[Working data]
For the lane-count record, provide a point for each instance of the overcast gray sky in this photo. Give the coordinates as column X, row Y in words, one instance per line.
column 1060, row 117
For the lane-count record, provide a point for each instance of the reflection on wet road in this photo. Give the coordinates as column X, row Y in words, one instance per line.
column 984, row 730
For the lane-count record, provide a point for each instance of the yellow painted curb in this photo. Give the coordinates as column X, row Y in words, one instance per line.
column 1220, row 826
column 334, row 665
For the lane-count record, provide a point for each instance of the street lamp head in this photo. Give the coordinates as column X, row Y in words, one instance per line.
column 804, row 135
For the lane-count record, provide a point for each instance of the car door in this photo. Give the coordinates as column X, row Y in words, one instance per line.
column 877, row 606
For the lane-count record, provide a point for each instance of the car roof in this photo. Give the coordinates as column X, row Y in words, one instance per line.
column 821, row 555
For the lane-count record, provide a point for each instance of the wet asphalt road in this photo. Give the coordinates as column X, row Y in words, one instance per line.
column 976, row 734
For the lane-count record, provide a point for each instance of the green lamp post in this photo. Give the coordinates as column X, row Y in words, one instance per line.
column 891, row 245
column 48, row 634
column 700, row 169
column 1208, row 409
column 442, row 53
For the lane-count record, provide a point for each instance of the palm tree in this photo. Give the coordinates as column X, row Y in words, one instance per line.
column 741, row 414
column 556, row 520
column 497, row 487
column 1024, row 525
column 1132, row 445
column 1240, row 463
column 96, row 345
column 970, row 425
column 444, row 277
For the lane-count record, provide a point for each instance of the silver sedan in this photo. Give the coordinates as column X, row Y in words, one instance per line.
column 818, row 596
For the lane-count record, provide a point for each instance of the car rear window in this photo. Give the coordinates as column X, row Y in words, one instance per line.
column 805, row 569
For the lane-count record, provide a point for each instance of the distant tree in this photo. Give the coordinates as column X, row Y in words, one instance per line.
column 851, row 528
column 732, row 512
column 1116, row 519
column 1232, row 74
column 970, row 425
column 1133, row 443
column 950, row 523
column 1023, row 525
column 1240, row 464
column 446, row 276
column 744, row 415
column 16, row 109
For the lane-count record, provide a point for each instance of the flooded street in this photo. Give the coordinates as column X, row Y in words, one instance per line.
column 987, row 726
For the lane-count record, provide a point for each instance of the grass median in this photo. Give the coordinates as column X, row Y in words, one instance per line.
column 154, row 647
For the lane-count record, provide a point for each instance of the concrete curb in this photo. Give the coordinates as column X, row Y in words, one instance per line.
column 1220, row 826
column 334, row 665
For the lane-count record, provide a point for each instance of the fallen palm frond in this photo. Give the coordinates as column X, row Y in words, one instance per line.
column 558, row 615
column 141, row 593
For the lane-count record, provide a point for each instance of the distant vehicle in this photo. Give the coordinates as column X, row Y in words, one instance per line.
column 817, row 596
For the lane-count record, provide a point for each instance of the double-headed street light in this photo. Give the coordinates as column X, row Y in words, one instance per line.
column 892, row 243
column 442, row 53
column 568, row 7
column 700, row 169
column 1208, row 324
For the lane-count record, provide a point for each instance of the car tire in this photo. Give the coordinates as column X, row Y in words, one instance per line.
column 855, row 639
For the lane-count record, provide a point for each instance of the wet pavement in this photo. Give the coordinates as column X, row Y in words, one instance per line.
[/Working data]
> [Problem statement]:
Give back all the records above exactly. Keep every word.

> [Solved exercise]:
For the lane-count record, provide a point for each instance of the overcast gray sky in this photo. Give the coordinates as column X, row Y in words, one instance per line.
column 1060, row 117
For the lane-count record, provide a point for each instance of the reflection on wet road in this photo. Give the coordinates as column X, row Y in words, one instance per line.
column 984, row 730
For the lane-count record, provide a point for each instance of the yellow painted curb in this photo. Give the coordinates as column X, row Y in words, one instance per line.
column 1220, row 826
column 334, row 665
For the lane-count record, provide a point for each instance of the street lamp head in this photo. Give the coordinates as column X, row Y in words, one instance per line.
column 804, row 135
For the lane-count record, provide a point for each instance of the car door in this photo. Give the coordinates as column X, row Y in words, one instance per line.
column 877, row 606
For the lane-count record, provide a point for each instance of the car roof in this photo. Give the coordinates as column X, row Y in words, one instance per line.
column 821, row 555
For the lane-count record, provide a point for each instance of the wet asphalt road in this photo. Give the coordinates as column X, row Y in words, one instance per line.
column 976, row 734
For the lane-count record, provide a point for each instance of the green lamp post in this photo. Give the coordinates as column X, row Y in words, one instance per line.
column 891, row 245
column 48, row 634
column 700, row 169
column 1208, row 409
column 442, row 53
For the lane-count record, provide a point for each instance of the palm tree in this photo. Give the coordinates as column X, row Y in words, one instance per line.
column 741, row 414
column 556, row 520
column 497, row 487
column 1024, row 525
column 1132, row 445
column 1240, row 463
column 96, row 345
column 970, row 425
column 444, row 277
For the lane-count record, provide a point for each instance of the silver sedan in this photo. Give the coordinates as column X, row Y in words, one instance per line.
column 818, row 596
For the lane-count record, provide a point for each instance of the car rear window in this photo. Give the coordinates as column X, row Y in words, one instance per line.
column 805, row 569
For the lane-count record, provide a point for each instance of the distant tree in this photo. Give the coordinates as column X, row Y in words, one instance per line.
column 851, row 528
column 732, row 512
column 1116, row 519
column 1232, row 74
column 970, row 425
column 1133, row 443
column 950, row 523
column 1023, row 525
column 1240, row 464
column 446, row 276
column 744, row 415
column 16, row 109
For the lane-count record, provide a point for each instance of the flooded street in this photo. Give the coordinates as column X, row Y in words, one instance per line.
column 987, row 726
For the lane-count record, provide a point for each instance of the grass median in this photo. Give the coordinates as column X, row Y in words, one instance per line.
column 154, row 647
For the lane-count record, provide a point for each instance of the concrete curb in this photo. Give the coordinates as column X, row Y in words, one instance per line.
column 1220, row 826
column 334, row 665
For the lane-count record, provide a point for each instance of the fallen palm frond in this photo. Give the coordinates as column X, row Y in words, one instance per line.
column 558, row 615
column 141, row 593
For the lane-count record, provide a point for each instance of the distant vehicle in this photo. Give the coordinates as column X, row Y in words, one instance per line.
column 817, row 596
For the lane-count record, provide a point for each instance of the double-headed street light in this photo. Give the coordinates as column X, row Y in words, one instance per line.
column 892, row 243
column 442, row 53
column 568, row 7
column 700, row 169
column 1208, row 324
For the lane-count record, provide a point for each instance of the car tire in this photo. Give the coordinates as column X, row Y in words, one instance per line.
column 855, row 639
For the lane-count record, provide a point for each instance of the wet pavement in this photo. Give the coordinates as column X, row Y in words, one instance per line.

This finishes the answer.